## [Source]
==*==
The British Were very annoyed that not one purely British film made it into the Top 100 although many of the films mentioned have British actors, directors, scriptwriters and locations but not production companies which seems to be the deciding factor in nationality.
The Following was taken from the Telegraph.
The Telegraph say (http://www.telegraph.co.uk/news/uknews/3496293/Top-100-movie-list-by-French-critics-features-not-one-British-film.html):
The list in the publication Les Cahiers du Cinema features films from the USA, Germany, Russia, Italy and Sweden but there is no place for some of the biggest British directors including David Lean, Ken Loach and Peter Greenaway.
British-born Alfred Hitchcock and Charlie Chaplin are both mentioned but only for the movies that they made in Hollywood.
The nearest the British cinema industry comes to a mention is the 17th (equal) place given to 2001: A Space Odyssey, made in 1968, by the American director, Stanley Kubrick, partly with British money and with British technicians.
The 1962 classic Lawrence of Arabia came seventh in a recent list of the best 100 movies drawn up by the American Film Institute in Hollywood but is perhaps the highest profile omission.
==*==
## [Input for this task]
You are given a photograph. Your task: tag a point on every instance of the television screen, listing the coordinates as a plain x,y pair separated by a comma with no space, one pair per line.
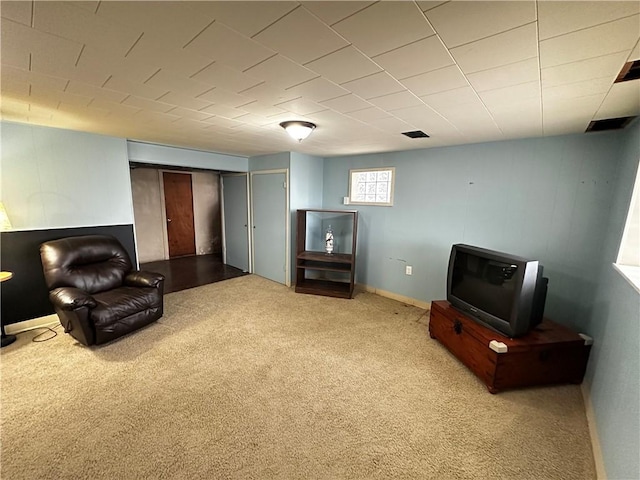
504,292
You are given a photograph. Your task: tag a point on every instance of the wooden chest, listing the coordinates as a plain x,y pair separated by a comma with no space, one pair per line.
548,354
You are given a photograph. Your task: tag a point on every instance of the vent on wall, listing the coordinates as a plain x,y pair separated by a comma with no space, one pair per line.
609,124
416,134
630,71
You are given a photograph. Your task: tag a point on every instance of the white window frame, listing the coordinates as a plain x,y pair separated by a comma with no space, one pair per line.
367,170
628,260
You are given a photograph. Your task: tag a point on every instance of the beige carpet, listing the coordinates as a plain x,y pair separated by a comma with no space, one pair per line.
245,379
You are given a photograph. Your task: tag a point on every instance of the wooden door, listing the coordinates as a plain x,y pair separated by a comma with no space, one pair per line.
178,200
236,220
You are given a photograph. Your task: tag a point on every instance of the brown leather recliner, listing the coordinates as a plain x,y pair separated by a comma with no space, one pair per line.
94,290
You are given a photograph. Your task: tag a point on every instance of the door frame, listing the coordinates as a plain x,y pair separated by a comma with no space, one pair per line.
287,221
163,208
224,232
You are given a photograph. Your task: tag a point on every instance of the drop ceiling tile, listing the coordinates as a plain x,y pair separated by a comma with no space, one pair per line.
147,105
505,76
426,119
605,39
18,75
459,23
458,96
384,26
569,108
92,91
167,80
504,96
374,85
301,106
281,72
592,86
367,114
347,103
178,22
344,65
225,97
138,89
502,49
268,93
391,125
440,80
559,18
94,60
301,24
318,89
152,49
396,101
419,57
622,101
65,20
112,107
425,5
188,113
262,109
635,53
214,43
248,18
222,76
49,54
332,12
15,51
180,100
19,12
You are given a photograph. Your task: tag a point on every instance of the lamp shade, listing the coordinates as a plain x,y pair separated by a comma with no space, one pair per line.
5,224
298,130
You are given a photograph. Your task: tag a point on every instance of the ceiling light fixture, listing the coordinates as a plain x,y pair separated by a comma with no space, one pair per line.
297,129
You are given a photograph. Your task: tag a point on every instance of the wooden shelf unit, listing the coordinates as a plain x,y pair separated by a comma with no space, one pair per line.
335,272
548,354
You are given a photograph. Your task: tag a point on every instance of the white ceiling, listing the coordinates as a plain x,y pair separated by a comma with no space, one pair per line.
221,76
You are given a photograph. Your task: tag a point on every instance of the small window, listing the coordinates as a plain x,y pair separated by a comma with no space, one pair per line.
371,186
628,261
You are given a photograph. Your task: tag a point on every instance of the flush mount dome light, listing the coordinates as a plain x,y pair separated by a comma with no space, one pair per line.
298,130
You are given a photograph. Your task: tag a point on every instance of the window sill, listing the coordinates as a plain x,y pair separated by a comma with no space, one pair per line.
630,273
==*==
## [Short problem 1]
In the text about the French critics' Top 100 film list, why didn't any film on it count as purely British, even though many had British actors, directors, scriptwriters and locations? Answer in one to three sentences.
## [Short problem 2]
Can you repeat the part of the records that opens with the line containing "of the window" and runs through the end of the records, requests included, with 137 added to every coordinate in the answers?

## [Task solution 1]
None of them was made by a British production company, and the production company seems to be what decides a film's nationality.

## [Task solution 2]
You are given a photograph. Your task: tag a point on every instance of the window sill, listing the coordinates as a plain x,y pair separated by a comma with no space, one pair per line.
767,410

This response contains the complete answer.